#### GEGEBENER TEXT ####

Im Unterschied zu früher sind heute 90% meiner Näharbeiten Reparaturen. Vor nicht allzu langer Zeit ließen sich die Leute noch Kleider nähen, weil sich das lohnte. Ein schickes Festkleid kostete 600’000 Pesos (ca. 300 Franken / 225 Euro). Heute bekommt man es für einen Viertel dieses Preises im Laden. Allerdings hat die Qualität sehr nachgelassen. Der Textilwarenmarkt wird mit chinesischer Ware überschwemmt, Kleidung wird quasi zum Wegwerfartikel. Leider! Damit will die Kleidungsindustrie die Nachfrage ankurbeln. Wie bei Elektrogeräten auch. In meinem Laden benötige ich beispielsweise ein Bügeleisen, um die Kleidungsstücke, die ich repariere nach getaner Arbeit aufzubügeln. Während meine ersten Bügeleisen locker 10 Jahre und länger hielten, geben die jetzigen Modelle schon nach einem Jahr den Geist auf. Wie die Beziehungen übrigens inzwischen auch!

#### BEREITGESTELLTES MATERIAL ####

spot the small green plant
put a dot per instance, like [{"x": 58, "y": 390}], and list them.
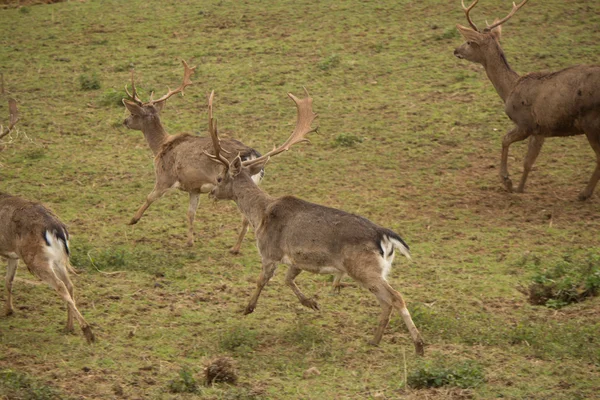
[
  {"x": 89, "y": 82},
  {"x": 464, "y": 375},
  {"x": 568, "y": 281},
  {"x": 15, "y": 385},
  {"x": 112, "y": 98},
  {"x": 329, "y": 63},
  {"x": 184, "y": 382},
  {"x": 239, "y": 339},
  {"x": 346, "y": 140},
  {"x": 34, "y": 154}
]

####

■ AUFGABENSTELLUNG A ■
Beantworten Sie anhand des gegebenen Textes die folgenden Fragen:
(i) Welcher Anteil der Näharbeiten entfällt heute auf Reparaturen?
(ii) Wie viele Pesos kostete früher ein schickes Festkleid?
(iii) Wie lange hielten die ersten Bügeleisen?
■ AUFGABENSTELLUNG B ■
Prüfen Sie, ob die folgenden Aussagen mit dem gegebenen Text übereinstimmen. Antworten Sie jeweils mit Ja oder Nein und zitieren Sie die entscheidende Textstelle.
(i) Ein Festkleid kostet heute im Laden etwa die Hälfte des früheren Preises.
(ii) Die Qualität der Kleidung hat sehr nachgelassen.
(iii) Die jetzigen Bügeleisen halten ebenso lange wie die ersten.
■ AUFGABENSTELLUNG C ■
Geben Sie den gegebenen Text von „Im Unterschied zu“ bis einschließlich „übrigens inzwischen auch!“ wortgetreu wieder.

■ AUSGABE A ■
(i) 90%
(ii) 600’000 Pesos
(iii) Locker 10 Jahre und länger

■ AUSGABE B ■
(i) Nein: „Heute bekommt man es für einen Viertel dieses Preises im Laden.“
(ii) Ja: „Allerdings hat die Qualität sehr nachgelassen.“
(iii) Nein: „Während meine ersten Bügeleisen locker 10 Jahre und länger hielten, geben die jetzigen Modelle schon nach einem Jahr den Geist auf.“

■ AUSGABE C ■
Im Unterschied zu früher sind heute 90% meiner Näharbeiten Reparaturen. Vor nicht allzu langer Zeit ließen sich die Leute noch Kleider nähen, weil sich das lohnte. Ein schickes Festkleid kostete 600’000 Pesos (ca. 300 Franken / 225 Euro). Heute bekommt man es für einen Viertel dieses Preises im Laden. Allerdings hat die Qualität sehr nachgelassen. Der Textilwarenmarkt wird mit chinesischer Ware überschwemmt, Kleidung wird quasi zum Wegwerfartikel. Leider! Damit will die Kleidungsindustrie die Nachfrage ankurbeln. Wie bei Elektrogeräten auch. In meinem Laden benötige ich beispielsweise ein Bügeleisen, um die Kleidungsstücke, die ich repariere nach getaner Arbeit aufzubügeln. Während meine ersten Bügeleisen locker 10 Jahre und länger hielten, geben die jetzigen Modelle schon nach einem Jahr den Geist auf. Wie die Beziehungen übrigens inzwischen auch!